*MATERIAL PROVIDED:*
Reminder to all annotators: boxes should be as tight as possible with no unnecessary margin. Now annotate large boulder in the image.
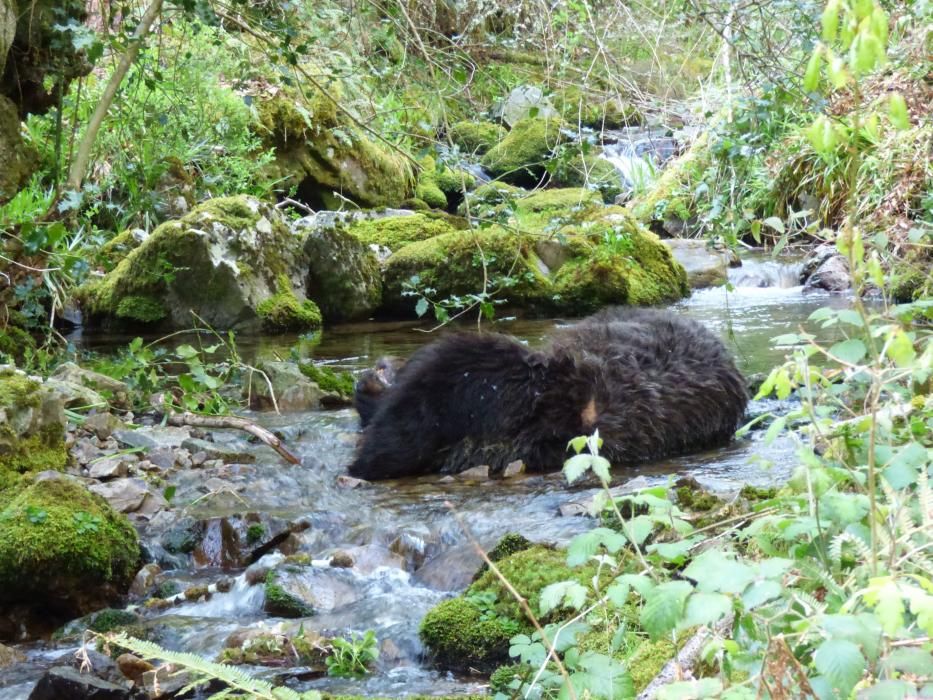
[346,211,465,252]
[801,243,851,292]
[381,195,687,316]
[257,91,414,210]
[296,215,382,321]
[0,367,66,492]
[0,473,140,639]
[664,238,737,289]
[78,196,320,332]
[481,117,565,186]
[0,94,36,201]
[447,120,506,155]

*DIRECTIONS FOR THIS TASK:*
Would you repeat the entries exactly, but with no pictures?

*RESPONSE TO THE TASK:*
Reminder to all annotators: boxes should be as tight as possible with no unnecessary margin. Now annotate large boulder in the image.
[346,211,465,252]
[801,243,851,292]
[381,195,687,316]
[257,91,414,210]
[296,215,382,321]
[0,367,66,492]
[0,473,140,639]
[664,238,737,289]
[78,196,320,332]
[481,117,565,186]
[0,94,36,201]
[447,120,506,155]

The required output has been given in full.